Return the lines below word for word, leaving the picture out of your answer.

:::

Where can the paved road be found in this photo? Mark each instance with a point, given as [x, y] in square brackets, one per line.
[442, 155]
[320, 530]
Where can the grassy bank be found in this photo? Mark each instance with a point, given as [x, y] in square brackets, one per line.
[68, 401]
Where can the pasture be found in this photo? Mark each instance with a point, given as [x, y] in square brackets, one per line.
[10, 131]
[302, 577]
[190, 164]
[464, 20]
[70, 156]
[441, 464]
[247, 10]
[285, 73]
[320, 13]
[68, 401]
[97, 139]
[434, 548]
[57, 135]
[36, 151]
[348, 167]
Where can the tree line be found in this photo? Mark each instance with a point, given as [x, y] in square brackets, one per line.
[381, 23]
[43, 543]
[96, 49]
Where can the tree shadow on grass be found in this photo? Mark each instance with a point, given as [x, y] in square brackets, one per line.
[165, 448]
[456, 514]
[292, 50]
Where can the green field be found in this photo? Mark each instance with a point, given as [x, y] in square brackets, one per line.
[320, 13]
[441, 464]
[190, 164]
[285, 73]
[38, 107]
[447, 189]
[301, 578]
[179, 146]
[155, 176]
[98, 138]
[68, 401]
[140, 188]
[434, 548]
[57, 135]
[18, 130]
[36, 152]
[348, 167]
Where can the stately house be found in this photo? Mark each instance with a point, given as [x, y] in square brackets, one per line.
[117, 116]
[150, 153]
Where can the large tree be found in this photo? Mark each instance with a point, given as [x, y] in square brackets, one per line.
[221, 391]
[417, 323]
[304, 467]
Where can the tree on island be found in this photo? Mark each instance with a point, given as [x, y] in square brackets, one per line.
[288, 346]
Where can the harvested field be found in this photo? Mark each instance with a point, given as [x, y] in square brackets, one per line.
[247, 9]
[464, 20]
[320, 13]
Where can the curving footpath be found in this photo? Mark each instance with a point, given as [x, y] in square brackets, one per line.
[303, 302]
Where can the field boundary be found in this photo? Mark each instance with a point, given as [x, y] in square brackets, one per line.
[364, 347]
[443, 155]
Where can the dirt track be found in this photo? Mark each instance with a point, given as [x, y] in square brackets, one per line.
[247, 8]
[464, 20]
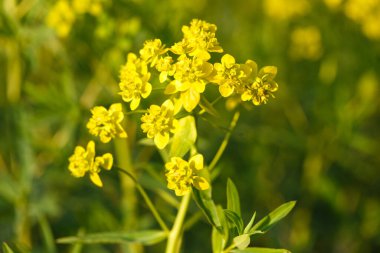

:::

◆ The response:
Where can the paved road be found in this photo? Mark each instance with a point, given as [x, y] in square brackets, one per line.
[442, 155]
[320, 530]
Where can the grassy bank be found in this photo? Mark each instance with a point, given as [x, y] in square brackets, one per line.
[68, 401]
Where can the pasture be found in this photo? Mark each instance with a point, given as [x, y] in square brackets, one per line.
[10, 131]
[302, 577]
[190, 164]
[464, 20]
[70, 156]
[441, 464]
[247, 10]
[285, 73]
[320, 13]
[68, 401]
[97, 139]
[434, 548]
[57, 135]
[36, 151]
[348, 167]
Where can the tree line be found in this photo? Mark each instance with a point, given as [x, y] in square brackets, one per line.
[381, 23]
[43, 543]
[96, 49]
Where can the tree shadow on grass be found in this photo? Mark each instance with a point, given as [x, y] in square brackets, one per line.
[165, 448]
[456, 514]
[292, 50]
Where can the green field be found in this photo? Mark each instance with a point, given as [x, y] in square brackets, one per line.
[320, 13]
[441, 464]
[190, 164]
[285, 73]
[38, 107]
[447, 189]
[301, 578]
[179, 146]
[155, 176]
[98, 138]
[68, 401]
[140, 188]
[434, 548]
[57, 135]
[18, 130]
[36, 152]
[348, 167]
Where can the stately house be found in this photo? Mark each instance with a point, given as [x, y] in square brackets, one per line.
[117, 116]
[150, 153]
Where can the large tree be found in this photo? Mark each instance with a point, given as [x, y] in square brackets, one per line.
[221, 391]
[417, 323]
[304, 467]
Where can the tree on island be found in this photo? Mark each instance with a point, given as [x, y] in square brackets, one per line.
[288, 346]
Where can the harvested field be found in this photo? Mark each instance with a point, given as [x, y] in square brackets, one per line.
[247, 9]
[464, 20]
[320, 13]
Where can the curving footpath be found in this photo? Mark each instance with a point, given as [x, y] in square brackets, one per line.
[303, 302]
Where can the field boundary be found in this photo? Mark each instance with a point, given as [x, y] in square brackets, one per line.
[364, 347]
[443, 155]
Where can the dirt track be found in this photo? Mark each instance with a point, given as [x, y] in square brackets, one per line.
[247, 8]
[464, 20]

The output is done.